Coordinate annotation entries:
○ ○ ○ ○

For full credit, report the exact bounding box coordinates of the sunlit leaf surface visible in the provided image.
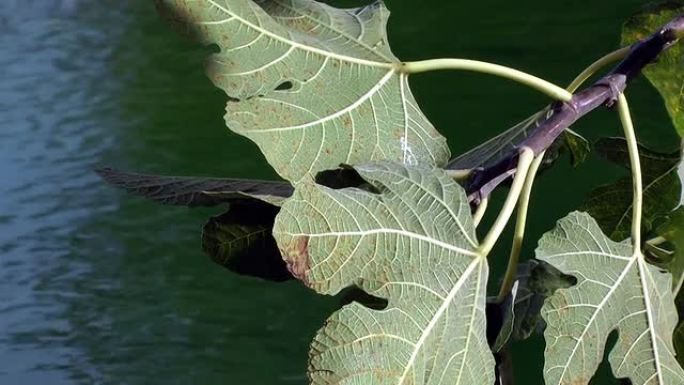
[537,213,684,385]
[274,163,494,385]
[158,0,449,183]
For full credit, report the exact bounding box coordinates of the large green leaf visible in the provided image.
[157,0,449,183]
[274,162,494,385]
[580,138,682,241]
[537,213,684,385]
[622,1,684,137]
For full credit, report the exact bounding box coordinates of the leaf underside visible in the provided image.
[274,163,494,385]
[157,0,449,183]
[97,168,293,207]
[537,213,684,385]
[446,108,591,170]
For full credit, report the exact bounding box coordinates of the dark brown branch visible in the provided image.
[467,15,684,204]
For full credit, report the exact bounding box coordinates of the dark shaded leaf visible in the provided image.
[202,201,293,282]
[494,260,577,342]
[97,168,293,207]
[447,108,591,170]
[580,138,682,241]
[622,1,684,137]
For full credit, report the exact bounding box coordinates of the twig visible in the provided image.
[467,15,684,204]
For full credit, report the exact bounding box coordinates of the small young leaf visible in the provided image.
[580,138,682,241]
[537,213,684,385]
[157,0,449,183]
[622,0,684,137]
[274,162,495,385]
[202,201,292,282]
[97,168,293,207]
[504,260,575,340]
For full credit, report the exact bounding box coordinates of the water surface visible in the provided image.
[0,0,672,385]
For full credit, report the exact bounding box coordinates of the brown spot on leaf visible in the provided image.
[283,236,311,286]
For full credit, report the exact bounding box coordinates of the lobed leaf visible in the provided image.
[580,138,682,241]
[274,162,495,385]
[622,1,684,137]
[157,0,449,183]
[537,213,684,385]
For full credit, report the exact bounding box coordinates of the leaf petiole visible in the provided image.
[567,47,632,92]
[477,147,534,256]
[473,198,489,227]
[497,152,545,303]
[617,94,644,248]
[400,59,572,102]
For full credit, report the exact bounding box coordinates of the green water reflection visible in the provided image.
[0,0,674,385]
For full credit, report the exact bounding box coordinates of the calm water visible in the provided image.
[0,0,671,385]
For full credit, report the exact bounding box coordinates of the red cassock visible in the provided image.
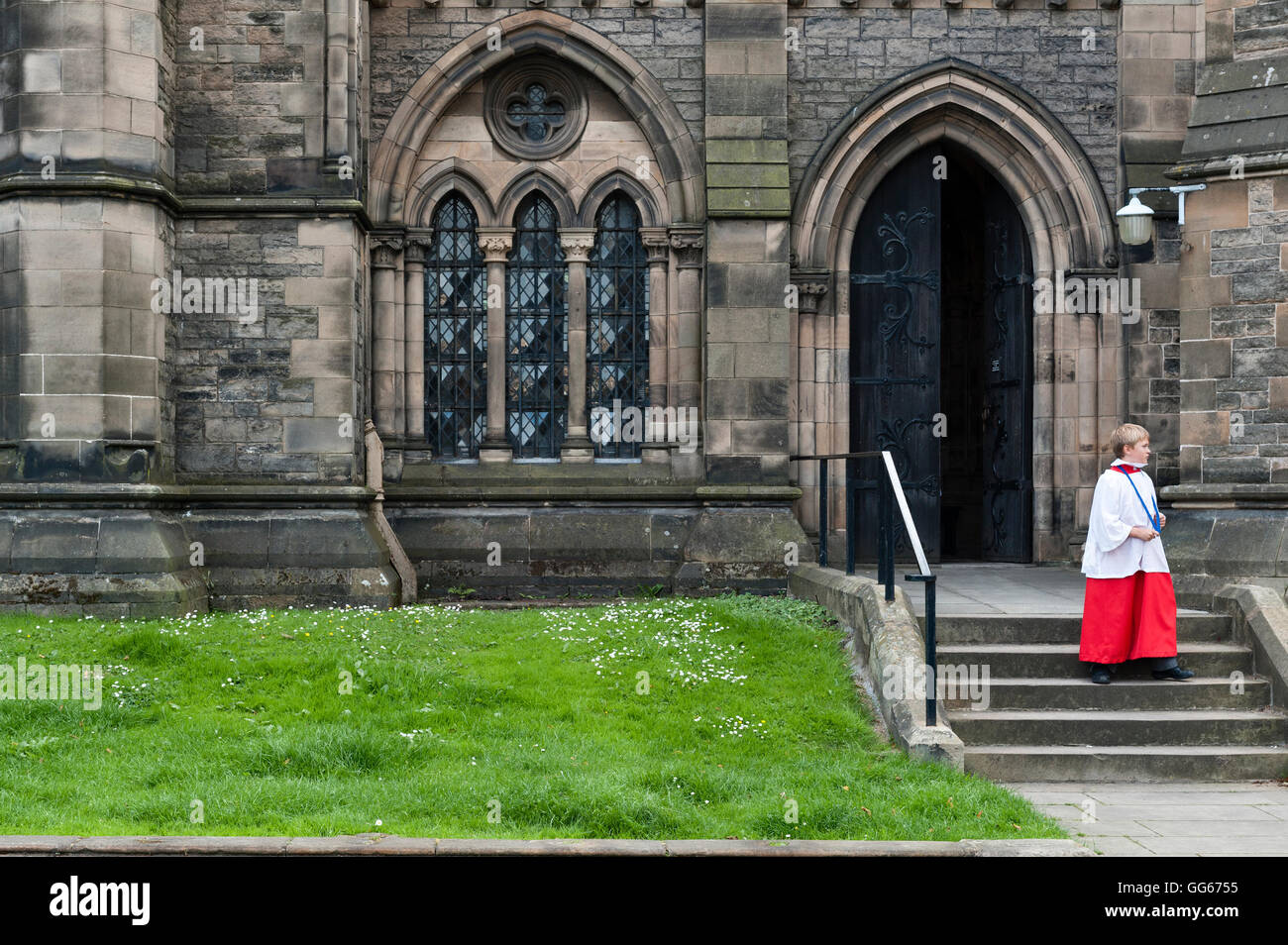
[1078,571,1176,663]
[1078,461,1176,663]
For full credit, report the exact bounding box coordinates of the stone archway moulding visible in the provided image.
[789,59,1124,562]
[369,10,705,227]
[793,59,1118,273]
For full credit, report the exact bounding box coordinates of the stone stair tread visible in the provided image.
[935,640,1250,656]
[966,744,1288,757]
[949,707,1288,722]
[945,676,1269,701]
[917,609,1216,623]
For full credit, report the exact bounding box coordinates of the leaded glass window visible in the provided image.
[587,193,649,459]
[425,193,486,459]
[505,193,568,459]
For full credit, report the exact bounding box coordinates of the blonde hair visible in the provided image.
[1109,424,1149,460]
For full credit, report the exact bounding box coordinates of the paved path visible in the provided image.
[841,559,1199,617]
[1004,782,1288,856]
[842,569,1288,856]
[0,833,1092,858]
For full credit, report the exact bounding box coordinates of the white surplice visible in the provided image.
[1082,460,1171,578]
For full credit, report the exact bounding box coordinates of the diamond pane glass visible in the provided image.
[425,193,486,459]
[587,193,649,459]
[505,193,568,459]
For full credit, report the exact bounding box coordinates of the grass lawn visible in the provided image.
[0,596,1064,839]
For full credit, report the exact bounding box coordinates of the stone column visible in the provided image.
[403,235,430,439]
[559,227,595,463]
[371,236,403,437]
[791,269,844,529]
[666,227,705,417]
[640,227,673,463]
[478,227,514,463]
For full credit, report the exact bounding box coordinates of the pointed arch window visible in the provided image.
[425,192,486,459]
[505,192,568,459]
[587,192,649,459]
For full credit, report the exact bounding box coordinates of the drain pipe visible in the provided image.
[362,418,416,605]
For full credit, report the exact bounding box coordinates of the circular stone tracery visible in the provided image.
[483,59,588,160]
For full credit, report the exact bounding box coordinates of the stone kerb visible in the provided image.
[787,564,966,772]
[1212,584,1288,705]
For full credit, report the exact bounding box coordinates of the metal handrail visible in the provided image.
[787,450,939,725]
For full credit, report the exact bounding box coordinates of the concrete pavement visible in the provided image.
[1004,782,1288,856]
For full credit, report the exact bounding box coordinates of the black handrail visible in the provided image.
[787,450,939,725]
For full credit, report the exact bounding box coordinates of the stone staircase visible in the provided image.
[918,610,1288,782]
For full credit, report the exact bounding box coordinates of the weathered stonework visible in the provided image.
[0,0,1288,615]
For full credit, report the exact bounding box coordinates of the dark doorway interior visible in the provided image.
[850,141,1033,562]
[939,142,997,560]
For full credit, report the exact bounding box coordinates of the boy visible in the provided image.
[1078,424,1194,684]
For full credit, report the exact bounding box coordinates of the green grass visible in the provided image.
[0,596,1064,839]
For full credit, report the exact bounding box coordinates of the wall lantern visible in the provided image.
[1116,184,1207,246]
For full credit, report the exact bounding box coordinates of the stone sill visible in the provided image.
[0,481,802,508]
[385,481,802,506]
[0,482,376,508]
[1158,482,1288,508]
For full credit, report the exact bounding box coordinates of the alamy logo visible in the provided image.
[150,269,259,325]
[49,876,152,926]
[1033,269,1140,323]
[590,400,698,454]
[881,657,989,712]
[0,657,103,712]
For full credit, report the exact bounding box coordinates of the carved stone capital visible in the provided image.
[476,227,514,262]
[371,236,403,269]
[403,233,434,265]
[671,227,705,267]
[559,227,595,262]
[791,269,832,315]
[640,227,671,262]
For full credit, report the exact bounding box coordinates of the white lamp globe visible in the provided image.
[1116,194,1154,246]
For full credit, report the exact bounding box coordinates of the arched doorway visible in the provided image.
[849,139,1033,562]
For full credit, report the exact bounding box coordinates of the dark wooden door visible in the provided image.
[850,147,941,562]
[982,181,1033,562]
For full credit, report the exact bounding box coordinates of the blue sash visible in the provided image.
[1111,467,1163,532]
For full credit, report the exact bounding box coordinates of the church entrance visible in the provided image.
[850,141,1033,562]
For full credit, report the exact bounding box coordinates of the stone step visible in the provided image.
[940,676,1270,712]
[966,744,1288,783]
[948,709,1288,747]
[917,613,1234,644]
[936,641,1252,686]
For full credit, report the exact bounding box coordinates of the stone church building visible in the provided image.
[0,0,1288,614]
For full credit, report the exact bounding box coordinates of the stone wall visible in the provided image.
[1231,0,1288,59]
[1180,176,1288,482]
[370,0,703,154]
[1118,3,1203,488]
[787,1,1120,203]
[174,216,366,484]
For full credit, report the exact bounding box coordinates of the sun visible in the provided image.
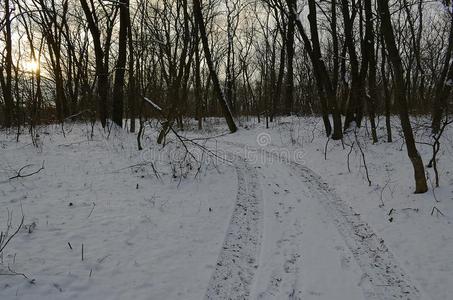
[25,60,39,72]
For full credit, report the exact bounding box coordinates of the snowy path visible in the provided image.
[207,142,422,299]
[205,156,263,299]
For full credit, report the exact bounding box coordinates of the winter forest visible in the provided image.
[0,0,453,300]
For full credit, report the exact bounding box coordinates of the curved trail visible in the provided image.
[222,142,425,300]
[205,155,263,299]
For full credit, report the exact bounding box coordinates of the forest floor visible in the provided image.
[0,117,453,300]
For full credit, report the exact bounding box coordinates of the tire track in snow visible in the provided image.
[205,155,263,299]
[225,142,426,300]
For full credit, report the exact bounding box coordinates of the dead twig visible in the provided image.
[9,161,44,180]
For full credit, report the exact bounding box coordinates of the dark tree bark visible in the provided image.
[378,0,428,193]
[112,0,129,127]
[285,7,296,115]
[432,13,453,134]
[127,5,137,132]
[361,0,378,143]
[193,0,237,133]
[0,0,14,128]
[80,0,109,128]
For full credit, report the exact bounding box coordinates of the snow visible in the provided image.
[0,118,453,300]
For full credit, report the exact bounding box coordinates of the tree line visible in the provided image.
[0,0,453,192]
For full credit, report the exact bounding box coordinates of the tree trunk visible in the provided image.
[0,0,13,128]
[112,0,129,127]
[193,0,237,133]
[378,0,428,193]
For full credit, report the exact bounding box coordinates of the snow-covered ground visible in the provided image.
[0,117,453,299]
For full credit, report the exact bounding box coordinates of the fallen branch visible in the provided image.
[9,161,44,180]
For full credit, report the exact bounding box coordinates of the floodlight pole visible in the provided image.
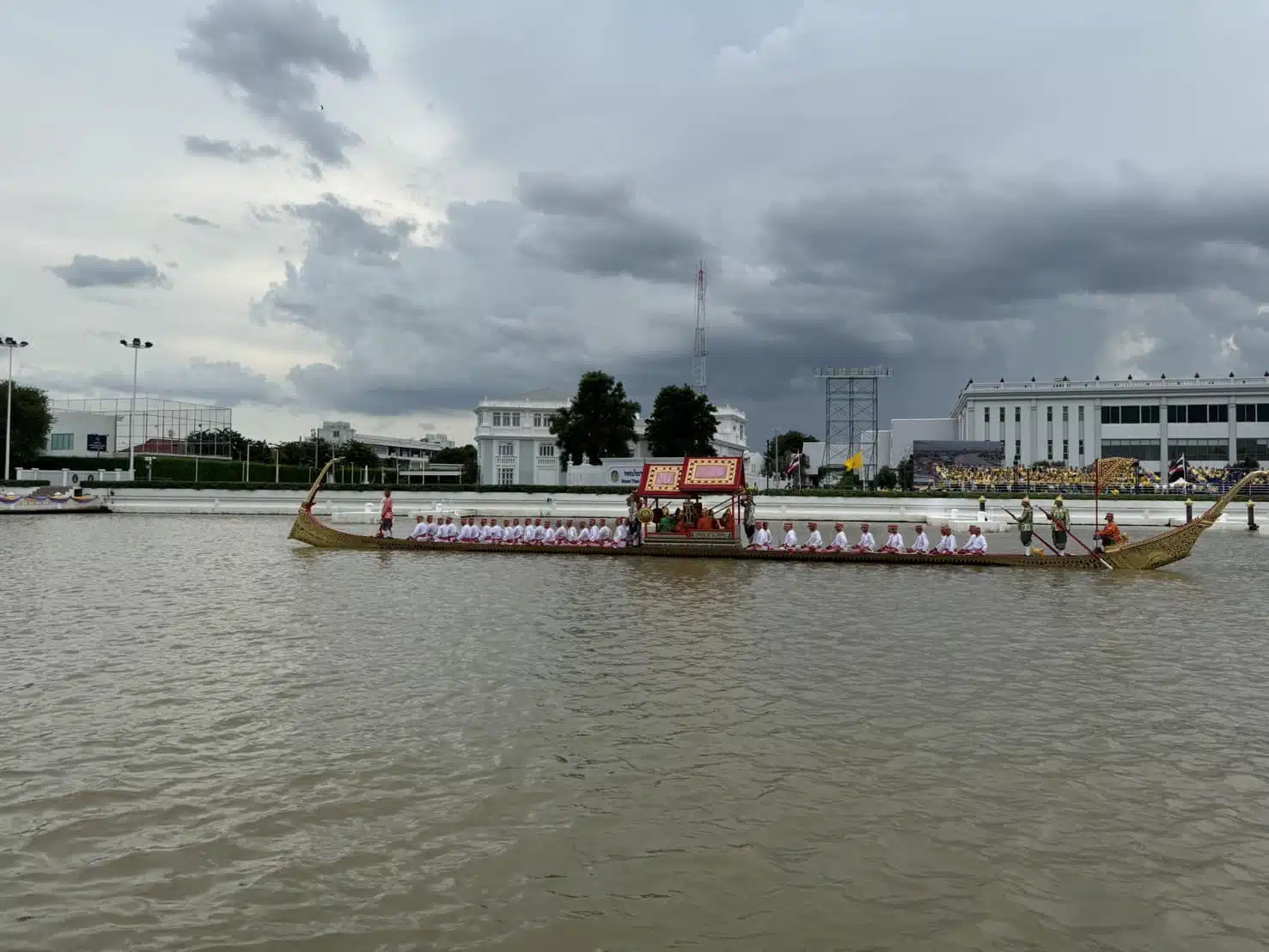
[0,338,29,482]
[119,338,154,479]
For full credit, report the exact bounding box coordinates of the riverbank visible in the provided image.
[9,486,1248,532]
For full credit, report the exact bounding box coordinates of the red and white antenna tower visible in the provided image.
[692,261,710,396]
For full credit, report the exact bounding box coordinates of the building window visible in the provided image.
[1101,439,1159,461]
[1168,439,1229,463]
[1237,439,1269,463]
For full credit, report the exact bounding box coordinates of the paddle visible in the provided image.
[1000,506,1061,556]
[1035,505,1112,569]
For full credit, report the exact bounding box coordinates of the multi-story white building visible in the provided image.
[474,388,750,486]
[314,420,455,461]
[952,373,1269,477]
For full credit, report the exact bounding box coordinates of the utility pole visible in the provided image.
[119,338,154,479]
[0,338,29,482]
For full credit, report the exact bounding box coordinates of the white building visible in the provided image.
[949,373,1269,477]
[314,420,455,462]
[474,388,753,486]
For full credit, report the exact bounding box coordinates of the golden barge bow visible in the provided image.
[288,460,1255,571]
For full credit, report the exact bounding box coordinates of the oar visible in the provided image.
[1035,505,1112,569]
[1001,506,1061,555]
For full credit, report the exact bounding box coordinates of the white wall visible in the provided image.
[45,410,119,459]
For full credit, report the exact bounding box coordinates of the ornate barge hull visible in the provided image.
[288,460,1255,571]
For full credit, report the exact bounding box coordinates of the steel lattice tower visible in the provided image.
[814,367,892,479]
[692,261,710,396]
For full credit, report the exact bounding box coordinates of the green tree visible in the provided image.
[896,455,916,491]
[0,381,53,479]
[431,443,479,486]
[551,370,639,468]
[647,383,718,455]
[763,430,814,476]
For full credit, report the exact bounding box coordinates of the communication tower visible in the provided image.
[814,367,892,479]
[692,261,710,396]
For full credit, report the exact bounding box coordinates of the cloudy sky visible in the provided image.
[0,0,1269,446]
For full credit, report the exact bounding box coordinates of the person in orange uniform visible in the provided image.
[1093,513,1120,548]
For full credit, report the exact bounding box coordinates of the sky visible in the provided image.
[0,0,1269,448]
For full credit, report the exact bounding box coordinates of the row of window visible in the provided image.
[1101,404,1269,424]
[494,410,551,429]
[497,443,554,458]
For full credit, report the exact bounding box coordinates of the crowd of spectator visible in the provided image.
[924,465,1264,492]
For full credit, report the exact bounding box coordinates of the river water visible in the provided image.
[0,516,1269,952]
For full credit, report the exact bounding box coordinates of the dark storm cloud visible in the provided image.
[284,193,418,265]
[178,0,370,167]
[764,183,1269,319]
[168,215,221,225]
[88,357,288,406]
[48,255,168,288]
[516,176,705,283]
[184,136,282,165]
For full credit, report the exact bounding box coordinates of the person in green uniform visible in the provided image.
[1018,497,1032,555]
[1049,497,1071,555]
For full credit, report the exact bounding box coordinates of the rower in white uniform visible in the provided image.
[962,526,987,555]
[854,523,877,552]
[881,526,904,552]
[910,526,930,555]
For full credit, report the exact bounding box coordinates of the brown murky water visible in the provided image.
[0,516,1269,952]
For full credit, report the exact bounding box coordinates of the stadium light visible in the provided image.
[0,338,29,482]
[119,338,154,479]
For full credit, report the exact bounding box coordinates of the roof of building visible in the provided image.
[511,388,572,400]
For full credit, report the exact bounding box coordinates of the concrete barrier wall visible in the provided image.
[7,487,1248,534]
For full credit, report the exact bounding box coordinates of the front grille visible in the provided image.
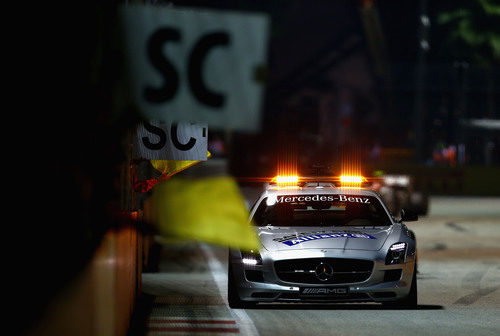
[274,258,373,284]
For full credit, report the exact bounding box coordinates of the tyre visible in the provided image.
[382,265,418,309]
[227,264,255,309]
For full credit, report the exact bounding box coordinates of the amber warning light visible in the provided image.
[340,175,365,184]
[275,175,299,185]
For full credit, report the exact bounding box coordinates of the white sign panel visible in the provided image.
[121,5,268,131]
[134,121,208,161]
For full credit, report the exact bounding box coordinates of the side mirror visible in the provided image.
[401,209,418,222]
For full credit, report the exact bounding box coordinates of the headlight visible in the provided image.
[241,250,262,266]
[385,243,406,265]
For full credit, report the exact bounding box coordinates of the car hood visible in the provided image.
[258,226,392,251]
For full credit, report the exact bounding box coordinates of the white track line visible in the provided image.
[200,244,259,336]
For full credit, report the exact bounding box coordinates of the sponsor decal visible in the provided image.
[276,195,370,204]
[302,287,347,295]
[273,231,377,246]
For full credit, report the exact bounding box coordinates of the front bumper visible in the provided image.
[229,249,415,302]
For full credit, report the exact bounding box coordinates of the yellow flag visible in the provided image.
[144,176,259,250]
[151,151,212,176]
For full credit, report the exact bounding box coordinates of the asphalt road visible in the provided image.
[143,196,500,336]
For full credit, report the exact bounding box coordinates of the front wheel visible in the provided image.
[227,264,255,309]
[382,266,418,309]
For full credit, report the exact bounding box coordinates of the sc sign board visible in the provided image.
[121,5,269,131]
[134,121,208,161]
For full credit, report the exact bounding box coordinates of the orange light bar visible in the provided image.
[275,175,299,185]
[340,175,364,184]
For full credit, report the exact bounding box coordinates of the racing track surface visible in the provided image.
[143,194,500,336]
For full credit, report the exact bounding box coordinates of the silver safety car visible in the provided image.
[228,177,417,308]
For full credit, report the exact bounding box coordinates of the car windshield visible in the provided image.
[253,194,391,227]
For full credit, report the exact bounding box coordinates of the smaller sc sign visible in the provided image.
[134,121,208,161]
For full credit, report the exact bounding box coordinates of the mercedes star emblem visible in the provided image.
[314,263,333,281]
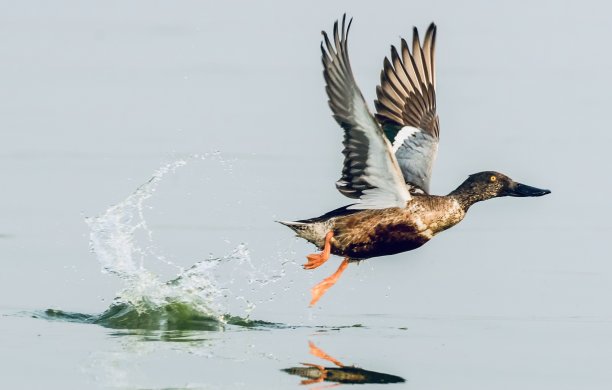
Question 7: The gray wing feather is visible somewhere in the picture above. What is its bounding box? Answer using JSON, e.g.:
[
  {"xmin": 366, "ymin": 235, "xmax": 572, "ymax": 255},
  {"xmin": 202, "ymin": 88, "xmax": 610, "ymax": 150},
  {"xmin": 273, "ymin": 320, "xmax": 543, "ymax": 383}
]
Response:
[
  {"xmin": 321, "ymin": 15, "xmax": 410, "ymax": 209},
  {"xmin": 375, "ymin": 23, "xmax": 440, "ymax": 193}
]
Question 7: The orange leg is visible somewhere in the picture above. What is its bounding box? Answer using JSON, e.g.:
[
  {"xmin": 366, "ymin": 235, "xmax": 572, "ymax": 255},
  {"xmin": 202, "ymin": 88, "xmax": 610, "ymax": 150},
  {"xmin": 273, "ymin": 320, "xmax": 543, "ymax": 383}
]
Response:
[
  {"xmin": 303, "ymin": 231, "xmax": 334, "ymax": 269},
  {"xmin": 309, "ymin": 257, "xmax": 349, "ymax": 306}
]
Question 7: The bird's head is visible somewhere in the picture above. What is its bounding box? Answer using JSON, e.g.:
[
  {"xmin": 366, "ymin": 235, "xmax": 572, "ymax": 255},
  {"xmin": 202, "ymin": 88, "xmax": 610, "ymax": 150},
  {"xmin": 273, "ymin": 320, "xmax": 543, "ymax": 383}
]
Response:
[{"xmin": 451, "ymin": 171, "xmax": 550, "ymax": 205}]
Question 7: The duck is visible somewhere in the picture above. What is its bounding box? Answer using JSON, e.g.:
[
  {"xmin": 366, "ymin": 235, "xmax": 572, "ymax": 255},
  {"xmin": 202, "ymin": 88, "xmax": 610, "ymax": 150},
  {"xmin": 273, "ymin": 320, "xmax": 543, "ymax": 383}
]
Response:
[{"xmin": 278, "ymin": 14, "xmax": 551, "ymax": 306}]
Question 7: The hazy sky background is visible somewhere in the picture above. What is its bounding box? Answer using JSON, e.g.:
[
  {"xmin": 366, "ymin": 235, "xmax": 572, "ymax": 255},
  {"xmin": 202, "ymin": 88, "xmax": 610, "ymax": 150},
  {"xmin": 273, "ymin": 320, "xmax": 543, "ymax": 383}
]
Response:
[{"xmin": 0, "ymin": 0, "xmax": 612, "ymax": 388}]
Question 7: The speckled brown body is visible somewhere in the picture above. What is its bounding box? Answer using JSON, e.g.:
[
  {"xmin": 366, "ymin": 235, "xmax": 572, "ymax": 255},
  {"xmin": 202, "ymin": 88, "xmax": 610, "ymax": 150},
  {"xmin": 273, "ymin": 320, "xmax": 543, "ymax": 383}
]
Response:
[
  {"xmin": 290, "ymin": 195, "xmax": 465, "ymax": 260},
  {"xmin": 282, "ymin": 366, "xmax": 404, "ymax": 384}
]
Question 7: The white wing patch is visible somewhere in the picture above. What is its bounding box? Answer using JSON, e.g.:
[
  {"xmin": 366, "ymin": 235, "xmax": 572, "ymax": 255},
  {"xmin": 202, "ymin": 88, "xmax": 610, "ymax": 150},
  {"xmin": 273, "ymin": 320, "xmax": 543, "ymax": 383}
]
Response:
[{"xmin": 393, "ymin": 126, "xmax": 421, "ymax": 153}]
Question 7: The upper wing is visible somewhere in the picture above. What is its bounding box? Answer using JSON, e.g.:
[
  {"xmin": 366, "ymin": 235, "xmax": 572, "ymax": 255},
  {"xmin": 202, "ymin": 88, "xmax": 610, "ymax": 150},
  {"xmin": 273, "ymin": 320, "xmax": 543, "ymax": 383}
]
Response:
[
  {"xmin": 321, "ymin": 15, "xmax": 410, "ymax": 209},
  {"xmin": 375, "ymin": 23, "xmax": 440, "ymax": 193}
]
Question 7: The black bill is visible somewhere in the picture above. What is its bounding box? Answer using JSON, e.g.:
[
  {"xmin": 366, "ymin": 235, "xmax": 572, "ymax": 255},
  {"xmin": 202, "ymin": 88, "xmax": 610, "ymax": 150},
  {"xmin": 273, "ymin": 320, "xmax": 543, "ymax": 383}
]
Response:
[{"xmin": 506, "ymin": 182, "xmax": 550, "ymax": 196}]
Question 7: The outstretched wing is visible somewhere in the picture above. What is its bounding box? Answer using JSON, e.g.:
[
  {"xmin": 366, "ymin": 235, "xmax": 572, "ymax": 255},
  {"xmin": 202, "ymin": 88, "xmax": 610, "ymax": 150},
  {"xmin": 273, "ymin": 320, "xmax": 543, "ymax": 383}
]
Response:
[
  {"xmin": 321, "ymin": 15, "xmax": 410, "ymax": 209},
  {"xmin": 375, "ymin": 23, "xmax": 440, "ymax": 193}
]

○ ○ ○ ○

Please lay out the listing, starting at the line that contains "calm water visible in the provided image." and ending at the line that contains "[0,833,1092,858]", as a two-column CSV headed text and answer, with one row per item and each value in a single quoted field with its line breaks turned into spaces. Leave the pictures out.

text,answer
"For full credit, report the exact bounding box coordinates of the calm water visible in the provided image.","[0,0,671,385]"
"For full credit, report the exact bounding box coordinates of the red cassock visible in the provided image.","[1078,571,1176,663] [1078,461,1176,663]"
"For full credit, report the exact bounding box coordinates of the stone archway moulding visible in the provided image.","[789,59,1124,562] [369,10,705,227] [793,59,1118,273]"
"For full credit, report the exact bounding box coordinates of the stone stair tread visible in the provided image.","[935,640,1250,656] [966,744,1288,757] [949,707,1288,722] [945,676,1269,701] [917,609,1216,623]"
"For full credit, report the exact bounding box coordinates of the leaded glass window visible in the provided image.","[587,193,649,459] [425,193,486,459] [505,193,568,459]"
"For full credit, report the exact bounding box coordinates of the blonde hair visible in the provided image.","[1109,424,1149,460]"
"For full credit, report the exact bounding box coordinates of the paved path visible in the provided image.","[841,559,1199,617] [1004,782,1288,856] [842,569,1288,856] [0,833,1092,858]"